Collected data
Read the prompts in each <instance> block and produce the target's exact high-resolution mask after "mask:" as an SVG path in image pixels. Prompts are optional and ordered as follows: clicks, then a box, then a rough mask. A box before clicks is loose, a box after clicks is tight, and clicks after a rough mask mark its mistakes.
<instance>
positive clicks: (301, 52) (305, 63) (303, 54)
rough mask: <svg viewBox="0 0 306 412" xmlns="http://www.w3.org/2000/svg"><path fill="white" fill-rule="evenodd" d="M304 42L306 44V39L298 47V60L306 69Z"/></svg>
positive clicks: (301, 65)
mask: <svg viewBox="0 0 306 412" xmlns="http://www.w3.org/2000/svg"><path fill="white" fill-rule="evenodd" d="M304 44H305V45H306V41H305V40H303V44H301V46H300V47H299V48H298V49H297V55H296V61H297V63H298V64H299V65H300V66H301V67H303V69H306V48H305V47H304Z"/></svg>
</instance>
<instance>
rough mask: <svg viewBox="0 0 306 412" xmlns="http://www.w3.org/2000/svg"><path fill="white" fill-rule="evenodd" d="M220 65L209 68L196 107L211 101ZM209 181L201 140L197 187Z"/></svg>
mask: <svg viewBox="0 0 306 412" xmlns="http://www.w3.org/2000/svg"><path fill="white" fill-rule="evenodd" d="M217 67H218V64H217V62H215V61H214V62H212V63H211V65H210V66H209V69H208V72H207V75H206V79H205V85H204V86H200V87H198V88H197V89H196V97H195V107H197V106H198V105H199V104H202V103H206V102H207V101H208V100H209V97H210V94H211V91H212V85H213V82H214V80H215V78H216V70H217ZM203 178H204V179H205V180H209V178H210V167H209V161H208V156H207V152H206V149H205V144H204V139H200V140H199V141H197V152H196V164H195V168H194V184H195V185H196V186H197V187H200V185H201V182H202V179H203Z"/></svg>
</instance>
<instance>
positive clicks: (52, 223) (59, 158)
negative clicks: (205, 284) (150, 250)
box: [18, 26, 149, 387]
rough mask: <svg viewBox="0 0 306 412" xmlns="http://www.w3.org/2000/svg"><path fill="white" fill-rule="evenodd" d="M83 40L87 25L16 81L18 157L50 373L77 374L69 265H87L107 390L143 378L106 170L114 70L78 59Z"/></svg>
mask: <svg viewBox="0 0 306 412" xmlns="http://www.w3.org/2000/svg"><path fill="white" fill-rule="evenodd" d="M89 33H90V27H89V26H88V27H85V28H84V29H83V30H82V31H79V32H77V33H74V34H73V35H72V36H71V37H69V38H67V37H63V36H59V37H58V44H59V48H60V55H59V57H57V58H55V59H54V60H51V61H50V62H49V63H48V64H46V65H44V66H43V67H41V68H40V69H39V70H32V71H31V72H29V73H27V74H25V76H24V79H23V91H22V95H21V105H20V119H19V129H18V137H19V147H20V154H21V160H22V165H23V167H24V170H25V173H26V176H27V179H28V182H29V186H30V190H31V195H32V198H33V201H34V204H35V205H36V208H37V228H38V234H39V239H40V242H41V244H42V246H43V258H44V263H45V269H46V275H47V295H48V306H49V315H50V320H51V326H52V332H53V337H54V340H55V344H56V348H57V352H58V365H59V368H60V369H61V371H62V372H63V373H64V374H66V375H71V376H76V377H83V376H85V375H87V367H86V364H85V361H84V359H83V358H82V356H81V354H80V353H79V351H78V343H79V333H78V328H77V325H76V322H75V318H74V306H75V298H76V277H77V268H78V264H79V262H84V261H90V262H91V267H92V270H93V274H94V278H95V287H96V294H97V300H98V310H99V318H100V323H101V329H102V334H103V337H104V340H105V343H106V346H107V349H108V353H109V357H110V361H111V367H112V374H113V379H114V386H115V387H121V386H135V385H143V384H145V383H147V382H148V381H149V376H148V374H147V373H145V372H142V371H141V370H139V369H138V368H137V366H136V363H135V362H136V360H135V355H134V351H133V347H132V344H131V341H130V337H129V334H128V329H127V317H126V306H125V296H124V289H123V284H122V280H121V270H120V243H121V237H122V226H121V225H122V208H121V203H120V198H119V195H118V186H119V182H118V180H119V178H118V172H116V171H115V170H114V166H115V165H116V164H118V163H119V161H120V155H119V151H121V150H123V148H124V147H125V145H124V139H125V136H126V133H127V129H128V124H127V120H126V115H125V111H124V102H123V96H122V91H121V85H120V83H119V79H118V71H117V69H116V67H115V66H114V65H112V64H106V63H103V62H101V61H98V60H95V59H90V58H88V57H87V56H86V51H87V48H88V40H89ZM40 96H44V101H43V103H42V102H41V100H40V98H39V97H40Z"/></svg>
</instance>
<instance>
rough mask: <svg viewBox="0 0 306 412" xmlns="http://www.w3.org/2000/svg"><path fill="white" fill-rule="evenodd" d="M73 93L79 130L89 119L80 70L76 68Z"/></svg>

> _To-do item_: Set down the data exactly.

> _Response to this exercise_:
Read the prompts in each <instance> block and produce the target's exact high-resolution mask after "mask:" as an SVG path in image pixels. Prompts are optional and ordered as follows: clicks, then a box, then a rough mask. A box before clicks is loose, a box after clicks is tight, and clicks after a rough mask mark its mistakes.
<instance>
positive clicks: (301, 52) (305, 63) (303, 54)
rough mask: <svg viewBox="0 0 306 412" xmlns="http://www.w3.org/2000/svg"><path fill="white" fill-rule="evenodd" d="M304 42L306 44V39L298 47V60L306 69Z"/></svg>
positive clicks: (301, 65)
mask: <svg viewBox="0 0 306 412" xmlns="http://www.w3.org/2000/svg"><path fill="white" fill-rule="evenodd" d="M304 44H305V45H306V41H305V40H303V44H301V46H300V47H299V48H298V49H297V55H296V61H297V63H298V64H299V65H300V66H301V67H303V69H306V48H305V47H304Z"/></svg>
</instance>
<instance>
rough mask: <svg viewBox="0 0 306 412" xmlns="http://www.w3.org/2000/svg"><path fill="white" fill-rule="evenodd" d="M220 65L209 68L196 107L211 101ZM209 181L201 140L197 187Z"/></svg>
mask: <svg viewBox="0 0 306 412" xmlns="http://www.w3.org/2000/svg"><path fill="white" fill-rule="evenodd" d="M217 67H218V64H217V62H215V61H214V62H212V63H211V65H210V66H209V69H208V72H207V75H206V79H205V85H204V86H200V87H198V88H197V89H196V97H195V107H197V106H198V105H199V104H202V103H206V102H207V101H208V100H209V97H210V94H211V91H212V85H213V82H214V80H215V78H216V70H217ZM203 178H204V179H205V180H209V178H210V167H209V161H208V156H207V152H206V149H205V144H204V139H200V140H199V141H197V152H196V164H195V168H194V184H195V185H196V186H197V187H200V185H201V182H202V179H203Z"/></svg>
</instance>
<instance>
positive clicks: (52, 223) (59, 158)
negative clicks: (205, 284) (150, 250)
box: [18, 26, 149, 387]
rough mask: <svg viewBox="0 0 306 412" xmlns="http://www.w3.org/2000/svg"><path fill="white" fill-rule="evenodd" d="M83 40L87 25L16 81L18 157L50 373L77 374L69 265H87L107 390L143 378L106 170L114 70L78 59Z"/></svg>
mask: <svg viewBox="0 0 306 412" xmlns="http://www.w3.org/2000/svg"><path fill="white" fill-rule="evenodd" d="M89 33H90V27H89V26H88V27H85V28H84V29H83V30H82V31H79V32H77V33H74V34H73V35H72V36H71V37H69V38H67V37H63V36H59V37H58V44H59V48H60V55H59V57H57V58H55V59H54V60H51V61H50V62H49V63H48V64H46V65H44V66H43V67H41V68H40V69H39V70H32V71H31V72H29V73H27V74H25V76H24V79H23V91H22V95H21V105H20V119H19V129H18V137H19V147H20V154H21V160H22V165H23V167H24V170H25V173H26V176H27V179H28V182H29V186H30V190H31V195H32V198H33V201H34V204H35V205H36V208H37V228H38V234H39V239H40V242H41V244H42V246H43V258H44V263H45V269H46V275H47V295H48V306H49V315H50V320H51V326H52V332H53V337H54V340H55V344H56V348H57V352H58V365H59V368H60V369H61V371H62V372H63V373H64V374H66V375H71V376H76V377H83V376H85V375H87V367H86V364H85V361H84V359H83V358H82V356H81V354H80V353H79V351H78V343H79V333H78V328H77V325H76V322H75V318H74V306H75V298H76V277H77V268H78V264H79V262H84V261H90V262H91V267H92V270H93V274H94V278H95V287H96V294H97V300H98V310H99V318H100V323H101V329H102V334H103V337H104V340H105V343H106V346H107V349H108V353H109V357H110V361H111V367H112V374H113V379H114V386H115V387H121V386H135V385H143V384H145V383H147V382H148V381H149V376H148V374H147V373H145V372H142V371H141V370H139V369H138V368H137V366H136V363H135V362H136V360H135V355H134V351H133V347H132V344H131V341H130V337H129V334H128V329H127V317H126V306H125V296H124V289H123V284H122V280H121V270H120V243H121V237H122V226H121V225H122V208H121V203H120V198H119V195H118V186H119V182H118V180H119V178H118V172H116V171H115V170H114V166H115V165H116V164H118V163H119V161H120V155H119V151H121V150H123V148H124V147H125V145H124V139H125V136H126V133H127V129H128V124H127V120H126V115H125V111H124V102H123V96H122V91H121V85H120V83H119V79H118V71H117V69H116V67H115V66H114V65H112V64H106V63H103V62H101V61H98V60H95V59H90V58H88V57H87V56H86V51H87V48H88V40H89ZM40 96H44V101H43V103H42V102H41V100H40V98H39V97H40Z"/></svg>
</instance>
<instance>
rough mask: <svg viewBox="0 0 306 412" xmlns="http://www.w3.org/2000/svg"><path fill="white" fill-rule="evenodd" d="M73 93L79 130L89 119L80 70L76 68Z"/></svg>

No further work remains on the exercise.